Records ::
══════════════════════════════

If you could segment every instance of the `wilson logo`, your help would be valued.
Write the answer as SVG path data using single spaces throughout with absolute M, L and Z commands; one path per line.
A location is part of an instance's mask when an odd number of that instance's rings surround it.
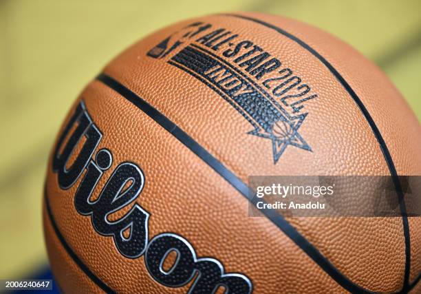
M 152 216 L 135 201 L 146 185 L 144 174 L 137 164 L 119 163 L 99 196 L 91 199 L 93 192 L 100 189 L 100 179 L 113 162 L 111 150 L 97 150 L 102 138 L 102 133 L 80 102 L 58 138 L 52 160 L 52 170 L 62 190 L 72 188 L 81 178 L 74 195 L 78 213 L 91 218 L 98 234 L 112 238 L 117 250 L 125 258 L 144 256 L 148 272 L 164 286 L 180 287 L 194 280 L 189 293 L 215 293 L 220 288 L 225 293 L 250 293 L 252 286 L 248 277 L 226 273 L 216 259 L 198 258 L 183 237 L 164 233 L 149 240 L 149 220 Z M 131 207 L 123 216 L 110 220 L 111 214 L 129 205 Z M 164 269 L 170 253 L 176 255 L 175 262 Z

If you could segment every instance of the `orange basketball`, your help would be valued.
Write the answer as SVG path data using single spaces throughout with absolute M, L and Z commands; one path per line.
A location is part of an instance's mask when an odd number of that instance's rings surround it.
M 53 272 L 65 293 L 421 293 L 398 178 L 421 175 L 420 146 L 397 90 L 336 38 L 258 13 L 182 21 L 70 109 L 45 190 Z M 400 214 L 250 217 L 256 175 L 391 176 Z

══════════════════════════════

Repeat the lines from the start of the records through the line containing "M 152 216 L" word for word, including both ends. Leave the pictures out of your answer.

If you could segment every instance of the `wilson logo`, your help would be valued.
Write the answer as SVG path data using single spaces throughout with absolute M, L and Z commands; one path per line.
A location is part of an instance's mask when an odd number of that instance's rings surround it.
M 152 216 L 135 201 L 146 185 L 144 174 L 137 164 L 119 163 L 99 196 L 91 199 L 93 192 L 100 189 L 100 179 L 113 162 L 111 150 L 97 150 L 102 138 L 102 133 L 80 102 L 58 138 L 52 160 L 52 170 L 62 190 L 72 188 L 81 178 L 74 195 L 78 213 L 91 218 L 98 234 L 112 238 L 117 250 L 125 258 L 144 256 L 148 272 L 164 286 L 180 287 L 194 280 L 189 293 L 215 293 L 220 288 L 225 293 L 250 293 L 252 286 L 248 277 L 226 273 L 216 259 L 198 258 L 183 237 L 164 233 L 149 240 L 149 220 Z M 131 207 L 123 216 L 110 220 L 111 214 L 129 205 Z M 164 269 L 170 253 L 176 255 L 175 262 Z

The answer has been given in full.